Passage to read ->
*-*-*

The non-discriminatory rule also requires that the business owner should contribute to other low income earning employees. This may be a challenge if the business does not generate stable income over a given period of time to sustain the cash balance plan.
Contributions towards public charities and certain private foundations are also deductible for tax purposes subject to AGI limits. Tax legislation of 2017 increased AGI limit from 50% to 60% for 2018-2025 years. Businesses can, therefore, make higher contributions to ensure reduced taxable income.
The 20% deduction is a significant tax saving tool that should be utilized by any business owner. Pass-through entities should ensure that their incomes fall under qualified business income (QBI) for them to enjoy the tax saving strategy. Retirement contributions, mainly a combination of a cash balance plan, 401(k) plan, and a profit sharing plan coupled with charitable participation ensures that business income stays within the threshold limits.
Employers who may benefit most from cash balance plans
The following are some ideal candidates for cash balance plans:
- Accountants, physicians, financial services firms, engineers and consulting firms
- Companies with sustainable above average incomes
- Small business owners of older age and limited retirement funds
- Companies wishing to attract and retain key employees vital to company growth and operation
- High income earners looking to take advantage of tax deductions and retirement pension benefits
With the high taxes and retirement contribution restrictions placed on high income earners, cash balance plans make for an attractive vehicle. You can pay less in taxes and save more for retirement.

*-*-*

Material ->
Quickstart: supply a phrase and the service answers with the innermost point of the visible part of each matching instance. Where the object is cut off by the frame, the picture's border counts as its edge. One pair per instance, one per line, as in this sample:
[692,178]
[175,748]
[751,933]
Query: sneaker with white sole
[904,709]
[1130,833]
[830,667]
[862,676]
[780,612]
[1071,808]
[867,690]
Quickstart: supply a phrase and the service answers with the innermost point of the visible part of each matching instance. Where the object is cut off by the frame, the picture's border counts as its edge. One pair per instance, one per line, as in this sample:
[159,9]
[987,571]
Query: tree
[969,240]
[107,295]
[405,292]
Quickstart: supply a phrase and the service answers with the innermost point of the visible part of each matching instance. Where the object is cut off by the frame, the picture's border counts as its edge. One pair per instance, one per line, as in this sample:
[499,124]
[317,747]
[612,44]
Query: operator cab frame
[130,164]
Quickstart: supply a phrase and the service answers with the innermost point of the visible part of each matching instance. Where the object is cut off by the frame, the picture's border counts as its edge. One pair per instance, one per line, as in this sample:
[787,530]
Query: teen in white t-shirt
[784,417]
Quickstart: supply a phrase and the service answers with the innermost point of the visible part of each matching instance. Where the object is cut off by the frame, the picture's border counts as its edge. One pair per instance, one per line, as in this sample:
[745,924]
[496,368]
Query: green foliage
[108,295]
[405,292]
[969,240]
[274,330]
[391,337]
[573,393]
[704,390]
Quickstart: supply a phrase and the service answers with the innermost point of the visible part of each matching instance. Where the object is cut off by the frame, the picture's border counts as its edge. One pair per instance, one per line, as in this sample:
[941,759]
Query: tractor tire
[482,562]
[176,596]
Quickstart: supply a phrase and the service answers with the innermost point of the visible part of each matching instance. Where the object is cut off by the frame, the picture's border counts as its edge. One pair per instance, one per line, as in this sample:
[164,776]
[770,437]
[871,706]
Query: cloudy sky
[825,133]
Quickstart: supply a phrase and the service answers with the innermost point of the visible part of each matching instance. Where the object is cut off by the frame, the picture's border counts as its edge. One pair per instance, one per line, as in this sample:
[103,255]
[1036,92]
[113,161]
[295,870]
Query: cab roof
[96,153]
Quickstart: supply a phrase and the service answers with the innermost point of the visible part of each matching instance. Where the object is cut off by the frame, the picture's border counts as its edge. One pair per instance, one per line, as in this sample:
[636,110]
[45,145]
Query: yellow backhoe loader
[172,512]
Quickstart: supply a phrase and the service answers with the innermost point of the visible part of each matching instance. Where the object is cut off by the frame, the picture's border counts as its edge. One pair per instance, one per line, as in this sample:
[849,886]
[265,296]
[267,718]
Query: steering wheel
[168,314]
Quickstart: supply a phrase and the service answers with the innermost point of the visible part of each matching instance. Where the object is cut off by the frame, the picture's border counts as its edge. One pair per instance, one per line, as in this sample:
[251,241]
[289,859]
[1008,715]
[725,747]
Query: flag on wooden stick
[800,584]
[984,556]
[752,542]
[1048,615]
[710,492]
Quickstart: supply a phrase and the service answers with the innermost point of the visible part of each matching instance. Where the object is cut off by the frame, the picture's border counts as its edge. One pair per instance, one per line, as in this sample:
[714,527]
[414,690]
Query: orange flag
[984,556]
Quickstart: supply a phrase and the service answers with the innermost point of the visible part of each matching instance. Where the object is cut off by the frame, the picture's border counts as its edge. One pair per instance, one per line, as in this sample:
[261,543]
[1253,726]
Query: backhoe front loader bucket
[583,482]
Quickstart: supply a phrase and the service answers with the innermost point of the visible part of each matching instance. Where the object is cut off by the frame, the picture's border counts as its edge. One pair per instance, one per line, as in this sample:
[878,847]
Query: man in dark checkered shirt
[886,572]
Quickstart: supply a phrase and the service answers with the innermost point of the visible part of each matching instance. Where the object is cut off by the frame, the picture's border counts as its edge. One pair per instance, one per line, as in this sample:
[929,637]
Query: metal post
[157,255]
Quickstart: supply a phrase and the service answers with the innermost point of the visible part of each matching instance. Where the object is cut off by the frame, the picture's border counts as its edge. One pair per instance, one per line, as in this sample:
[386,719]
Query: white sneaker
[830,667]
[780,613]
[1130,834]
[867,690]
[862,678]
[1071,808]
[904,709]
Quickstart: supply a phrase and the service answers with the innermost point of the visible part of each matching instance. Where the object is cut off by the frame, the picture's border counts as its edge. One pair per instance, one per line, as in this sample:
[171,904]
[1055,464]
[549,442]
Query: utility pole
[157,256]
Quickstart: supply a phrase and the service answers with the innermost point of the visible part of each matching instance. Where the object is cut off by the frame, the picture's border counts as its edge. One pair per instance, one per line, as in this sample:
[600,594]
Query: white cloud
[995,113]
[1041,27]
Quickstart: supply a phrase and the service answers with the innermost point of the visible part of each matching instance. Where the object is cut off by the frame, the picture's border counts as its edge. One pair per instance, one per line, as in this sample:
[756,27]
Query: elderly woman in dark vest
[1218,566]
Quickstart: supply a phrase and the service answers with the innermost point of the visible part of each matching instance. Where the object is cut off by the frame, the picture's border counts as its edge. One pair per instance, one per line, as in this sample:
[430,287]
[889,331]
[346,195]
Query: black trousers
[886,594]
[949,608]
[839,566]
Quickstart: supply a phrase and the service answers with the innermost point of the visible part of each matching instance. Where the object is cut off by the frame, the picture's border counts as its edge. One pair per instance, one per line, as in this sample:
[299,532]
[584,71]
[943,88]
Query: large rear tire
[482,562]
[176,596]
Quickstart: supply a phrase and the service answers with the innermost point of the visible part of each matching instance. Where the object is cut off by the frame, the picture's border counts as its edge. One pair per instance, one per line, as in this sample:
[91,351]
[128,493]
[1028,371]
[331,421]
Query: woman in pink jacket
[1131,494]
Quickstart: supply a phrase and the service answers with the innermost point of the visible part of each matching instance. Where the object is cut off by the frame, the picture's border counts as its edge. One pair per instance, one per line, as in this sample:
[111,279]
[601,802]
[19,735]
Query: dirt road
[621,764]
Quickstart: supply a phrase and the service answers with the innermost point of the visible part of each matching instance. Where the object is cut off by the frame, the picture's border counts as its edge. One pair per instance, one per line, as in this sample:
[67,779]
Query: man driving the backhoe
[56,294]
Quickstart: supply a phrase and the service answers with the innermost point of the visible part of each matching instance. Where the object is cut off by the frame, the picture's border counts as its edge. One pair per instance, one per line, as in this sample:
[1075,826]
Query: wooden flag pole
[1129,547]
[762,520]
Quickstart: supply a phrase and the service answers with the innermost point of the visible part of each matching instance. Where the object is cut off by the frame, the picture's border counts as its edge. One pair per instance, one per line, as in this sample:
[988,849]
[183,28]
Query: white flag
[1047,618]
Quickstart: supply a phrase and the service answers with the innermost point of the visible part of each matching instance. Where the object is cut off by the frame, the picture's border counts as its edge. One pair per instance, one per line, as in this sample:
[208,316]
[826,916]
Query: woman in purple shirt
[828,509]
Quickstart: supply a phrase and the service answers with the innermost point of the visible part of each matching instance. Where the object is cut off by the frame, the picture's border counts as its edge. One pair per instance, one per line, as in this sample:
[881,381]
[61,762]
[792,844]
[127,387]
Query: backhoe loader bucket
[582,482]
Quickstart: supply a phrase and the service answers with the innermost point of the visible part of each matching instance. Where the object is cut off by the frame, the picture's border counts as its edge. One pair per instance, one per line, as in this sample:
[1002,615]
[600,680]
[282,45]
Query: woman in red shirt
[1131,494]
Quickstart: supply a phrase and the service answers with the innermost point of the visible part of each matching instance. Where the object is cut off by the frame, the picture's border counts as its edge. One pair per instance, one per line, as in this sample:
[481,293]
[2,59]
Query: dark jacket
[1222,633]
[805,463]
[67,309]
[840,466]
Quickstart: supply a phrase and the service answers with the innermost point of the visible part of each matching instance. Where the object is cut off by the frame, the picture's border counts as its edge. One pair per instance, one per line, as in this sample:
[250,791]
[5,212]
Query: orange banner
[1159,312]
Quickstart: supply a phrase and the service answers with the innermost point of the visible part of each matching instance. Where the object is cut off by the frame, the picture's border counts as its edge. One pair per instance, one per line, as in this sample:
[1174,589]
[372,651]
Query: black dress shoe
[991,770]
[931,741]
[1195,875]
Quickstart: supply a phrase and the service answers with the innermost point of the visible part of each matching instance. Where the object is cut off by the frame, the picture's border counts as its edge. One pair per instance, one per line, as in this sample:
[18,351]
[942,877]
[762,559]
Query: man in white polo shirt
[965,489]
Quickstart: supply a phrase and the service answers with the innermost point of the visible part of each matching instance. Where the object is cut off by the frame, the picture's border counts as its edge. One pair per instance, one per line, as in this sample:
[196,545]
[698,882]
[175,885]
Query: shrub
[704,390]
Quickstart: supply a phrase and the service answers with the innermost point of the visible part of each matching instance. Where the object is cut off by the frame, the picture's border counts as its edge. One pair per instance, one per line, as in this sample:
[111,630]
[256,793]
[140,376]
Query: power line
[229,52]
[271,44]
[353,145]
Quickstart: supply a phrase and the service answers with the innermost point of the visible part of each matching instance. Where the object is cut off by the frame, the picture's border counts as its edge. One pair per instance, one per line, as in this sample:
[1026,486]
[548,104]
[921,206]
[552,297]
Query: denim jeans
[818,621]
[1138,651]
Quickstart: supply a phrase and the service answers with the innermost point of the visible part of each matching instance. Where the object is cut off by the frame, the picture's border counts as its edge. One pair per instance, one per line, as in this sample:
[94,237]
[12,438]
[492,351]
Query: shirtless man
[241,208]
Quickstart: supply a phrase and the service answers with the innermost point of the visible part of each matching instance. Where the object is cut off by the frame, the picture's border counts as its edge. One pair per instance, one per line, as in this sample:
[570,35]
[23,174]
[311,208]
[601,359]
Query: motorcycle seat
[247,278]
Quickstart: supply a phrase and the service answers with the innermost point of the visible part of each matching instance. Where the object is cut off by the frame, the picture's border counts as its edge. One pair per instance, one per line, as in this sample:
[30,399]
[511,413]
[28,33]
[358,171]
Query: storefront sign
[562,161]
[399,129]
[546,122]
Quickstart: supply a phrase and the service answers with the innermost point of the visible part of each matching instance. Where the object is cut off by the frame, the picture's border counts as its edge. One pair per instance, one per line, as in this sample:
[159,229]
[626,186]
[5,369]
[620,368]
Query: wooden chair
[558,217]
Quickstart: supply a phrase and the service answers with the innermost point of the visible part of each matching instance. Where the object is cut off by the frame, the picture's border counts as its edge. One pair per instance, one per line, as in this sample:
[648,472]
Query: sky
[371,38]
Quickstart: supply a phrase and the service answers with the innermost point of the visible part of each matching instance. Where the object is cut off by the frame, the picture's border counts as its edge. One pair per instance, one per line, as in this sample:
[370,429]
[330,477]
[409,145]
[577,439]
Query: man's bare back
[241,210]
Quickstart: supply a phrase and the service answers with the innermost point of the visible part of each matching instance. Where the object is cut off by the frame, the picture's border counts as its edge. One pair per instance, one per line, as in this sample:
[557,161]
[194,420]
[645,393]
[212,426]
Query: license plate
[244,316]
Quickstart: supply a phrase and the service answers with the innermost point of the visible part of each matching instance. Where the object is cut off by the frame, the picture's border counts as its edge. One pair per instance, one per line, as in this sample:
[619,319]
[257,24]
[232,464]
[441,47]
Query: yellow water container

*-*-*

Job 1 -> Name every type of retirement plan mentioned in the passage on cash balance plans.
Job 2 -> Write the next part of the passage on cash balance plans, picking up after its final sentence.

Expected answer 1 ->
- Cash balance plan
- 401(k) plan
- Profit sharing plan

Expected answer 2 ->
|Advantages ✅||Disadvantages ❌|
|Eligible under Section 199 (QBID)||Mandatory contribution levels|
|Flexible min/max funding||High administrative fees|
|Front loaded tax-deductions||Conservative investment yields|
|Tax-deferred investment growth||Complex plan design|
How to take the tax deduction
Five steps to get a cash balance pension plan tax deduction:
- Make sure that the plan is in place before the deadline
This step is important. The plan needs to be established before you file your tax return for the prior year, with the latest date being Sept 15th. You need to also allow yourself enough time to get your custodial investment account set up and funded. You should allow yourself at least a month to get this all completed.
- Determine marginal tax savings
Review your marginal federal and state tax rates to determine how much tax you deferred. The review should address your marginal tax rate rather than your overall effective tax rate. Pay attention to current or pending tax law changes that can impact your calculation. Also, make sure you address the tax bracket because your deduction may impact lower tax brackets. Your CPA can certainly help you address your situation.
- Fund the plan
This step seems easy, but many people will procrastinate. You should coordinate with your financial advisor to make sure your account is established, and your investment allocation is in place. Unfortunately, once the pension plan is set up, it becomes permanent, and not funding the plan is a big problem.
- File your tax return
Now that the hard part is done, you just have to file the return to take advantage of the deduction. You should have a tax professional help you. You will need to communicate the plan to your CPA and should also share your plan documents with them. They may also request to see confirmation of the account funding in order to give you the tax deduction on your tax return.
- Complete five-year plan funding
Lookout at the next five years and try to estimate your tax rates and the related savings. You may need to consider potential tax law changes in your analysis. This way, you can manage your plan to ensure that you are not overfunded or underfunded.
Our 5 favorite cash balance plan tax deduction strategies
Now that you have an excellent overview of some of the tax benefits, let’s talk a little bit about our favorite strategies:
Front loading a plan
As discussed, when you set up a plan, you could include prior service or past service. This allows you to get a higher contribution in your one. This is great if you’ve got a high-income year or expect your income to decrease over the next couple of years.
This might not be the best strategy if you have a consistent income because it can reduce future contributions. But if you have a sizable increase in income for the current year, this is one of our favorite strategies.
The combo plan
You probably know by now that you can combine the 401(k) with a cash balance plan. We do this on probably 80 to 90% of our plan structures. The main reason is that it allows you to contribute larger amounts in high-income years and not fund the 401(k) in years with smaller income.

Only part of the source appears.